## OBJECTIVE 1
Answer these questions from the text about the film Richelieu:
(a) Who edited the film?
(b) Under what working title did the film enter production?
(c) At which festival did the film have its Canadian premiere?

## PAGE TEXT
- Directed by: Pier-Philippe Chevigny
- Written by: Pier-Philippe Chevigny
- Produced by: Geneviève Gosselin-G.
- Starring: Ariane Castellanos Marc-André Grondin Nelson Coronado
- Cinematography: Gabriel Brault-Tardif
- Edited by: Amélie Labrèche
- Production companies: Le Foyer Films TS Productions JPL Films
- Distributed by: Funfilm Distribution
- Release date: June 8, 2023 (Tribeca);
- Running time: 90 minutes
- Country: Canada
- Language: French

= Richelieu (2023 film) =

2023 Canadian drama film

Richelieu (Richelieu (Québec), Dissidente (France)), also released as Temporaries in some territories, is a Canadian drama film, directed by Pier-Philippe Chevigny and released in 2023. The film stars Ariane Castellanos as Ariane, a woman who is hired as a Spanish-French translator at a food processing plant in Quebec that has a large staff of temporary migrant workers from Guatemala, but becomes an ally and advocate for the workers as she realizes the need to defend them from abuse and exploitation by owner Stéphane (Marc-André Grondin).

The cast also includes Nelson Coronado, Micheline Bernard, Ève Duranceau, Luis Oliva, Gerardo Miranda, Antonio Ortega, Émile Schneider and Marc Beaupré.

Chevigny's full-length directorial debut, the film entered production in 2021, under the working title Rive-Sud.

The film premiered on June 8, 2023, in competition at the Tribeca Film Festival. It had its Canadian premiere in July at the Fantasia Film Festival, and was commercially released in the fall.

## Data drawn from a collection
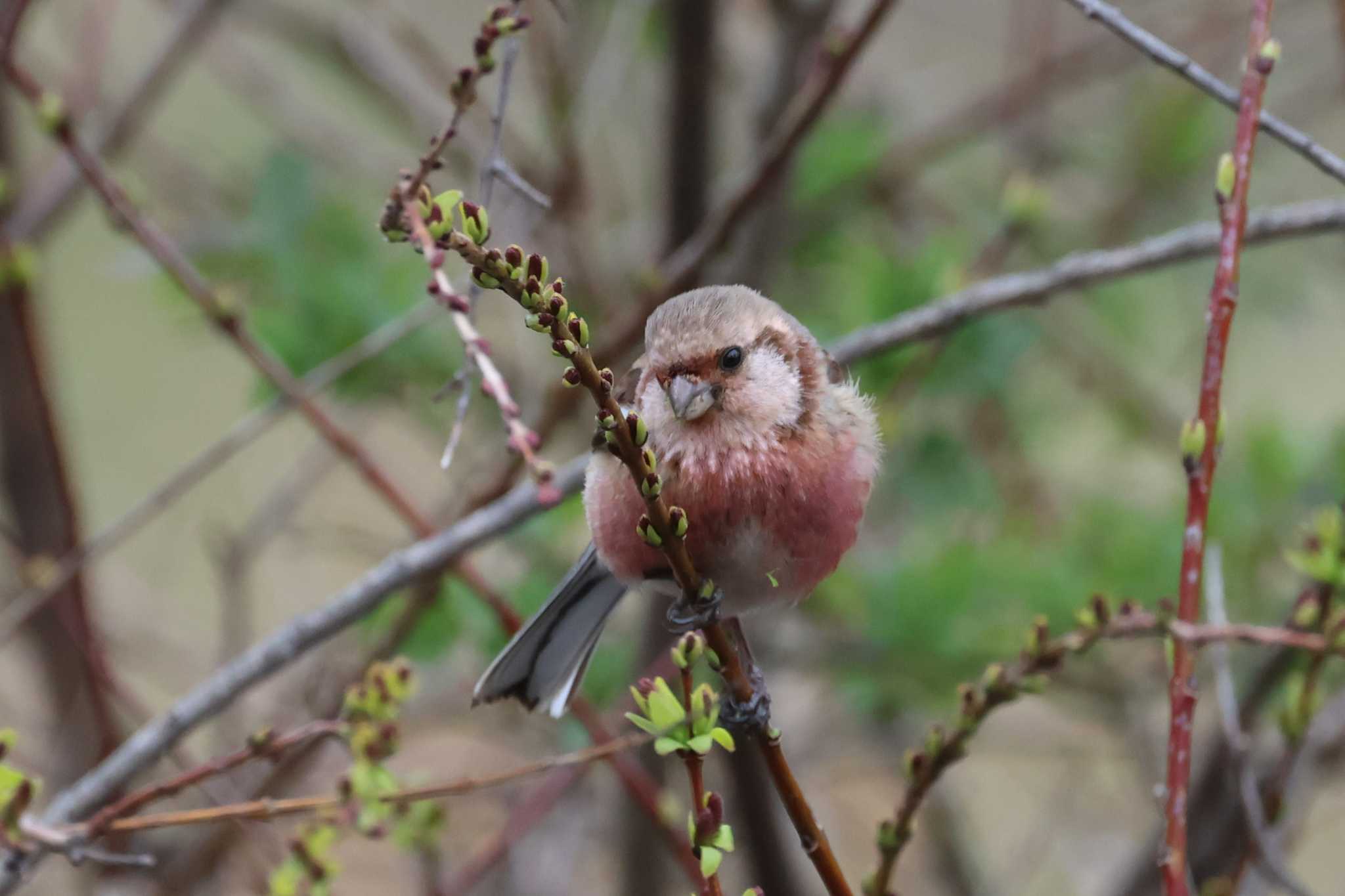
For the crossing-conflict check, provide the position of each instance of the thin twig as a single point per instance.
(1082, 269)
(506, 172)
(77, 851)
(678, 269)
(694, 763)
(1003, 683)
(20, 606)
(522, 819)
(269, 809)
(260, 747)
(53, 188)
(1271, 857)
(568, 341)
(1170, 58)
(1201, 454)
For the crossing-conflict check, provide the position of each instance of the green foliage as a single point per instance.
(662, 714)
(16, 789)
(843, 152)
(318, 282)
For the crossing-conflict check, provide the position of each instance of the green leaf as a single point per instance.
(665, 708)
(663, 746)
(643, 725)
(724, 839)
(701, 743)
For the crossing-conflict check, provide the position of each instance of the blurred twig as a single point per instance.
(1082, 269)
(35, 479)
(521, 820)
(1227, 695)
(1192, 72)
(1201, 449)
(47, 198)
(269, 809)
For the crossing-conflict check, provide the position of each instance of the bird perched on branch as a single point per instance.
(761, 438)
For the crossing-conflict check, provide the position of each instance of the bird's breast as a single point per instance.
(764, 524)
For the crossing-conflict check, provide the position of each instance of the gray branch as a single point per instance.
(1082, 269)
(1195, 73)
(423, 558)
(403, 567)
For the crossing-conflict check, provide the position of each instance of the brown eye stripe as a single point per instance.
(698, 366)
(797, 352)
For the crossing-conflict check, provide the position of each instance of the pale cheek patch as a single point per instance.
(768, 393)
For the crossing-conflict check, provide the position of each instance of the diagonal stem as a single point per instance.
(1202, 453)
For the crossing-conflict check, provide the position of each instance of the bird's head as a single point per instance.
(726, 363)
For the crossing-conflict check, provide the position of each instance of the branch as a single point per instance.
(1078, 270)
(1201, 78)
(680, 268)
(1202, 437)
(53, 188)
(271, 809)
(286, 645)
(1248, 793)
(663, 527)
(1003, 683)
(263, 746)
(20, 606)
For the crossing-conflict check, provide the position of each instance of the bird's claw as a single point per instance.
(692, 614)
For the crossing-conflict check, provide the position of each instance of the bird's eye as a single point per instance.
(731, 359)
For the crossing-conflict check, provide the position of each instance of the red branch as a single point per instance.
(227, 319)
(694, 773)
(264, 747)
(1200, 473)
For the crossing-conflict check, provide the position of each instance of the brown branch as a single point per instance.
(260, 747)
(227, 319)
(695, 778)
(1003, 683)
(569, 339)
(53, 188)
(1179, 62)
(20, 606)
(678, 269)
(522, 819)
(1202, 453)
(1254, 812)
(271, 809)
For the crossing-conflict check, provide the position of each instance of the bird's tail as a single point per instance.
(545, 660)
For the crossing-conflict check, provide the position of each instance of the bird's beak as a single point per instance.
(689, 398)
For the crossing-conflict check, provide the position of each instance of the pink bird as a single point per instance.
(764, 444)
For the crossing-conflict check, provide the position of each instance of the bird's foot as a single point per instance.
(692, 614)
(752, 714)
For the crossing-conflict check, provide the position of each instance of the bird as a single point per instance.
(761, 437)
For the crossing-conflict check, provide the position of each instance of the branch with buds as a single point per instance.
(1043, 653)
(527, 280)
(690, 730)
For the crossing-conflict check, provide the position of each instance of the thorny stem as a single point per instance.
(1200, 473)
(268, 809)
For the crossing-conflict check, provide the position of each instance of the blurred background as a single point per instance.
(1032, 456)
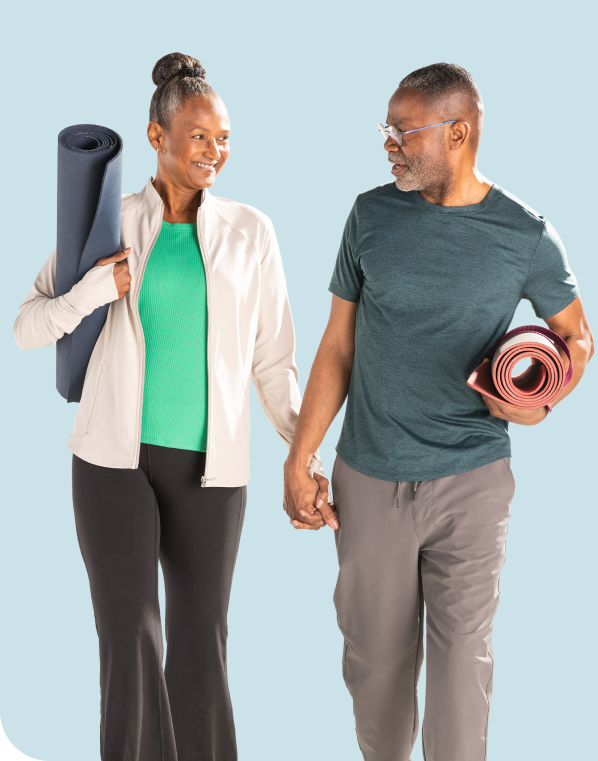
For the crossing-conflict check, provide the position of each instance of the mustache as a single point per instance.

## OBJECTIVE 2
Count the lines in the entries that contain the word "twig", and reply with the number alone.

## EXPECTED OUTPUT 1
(a) Amélie Labrèche
(b) Rive-Sud
(c) The Fantasia Film Festival

## EXPECTED OUTPUT 2
2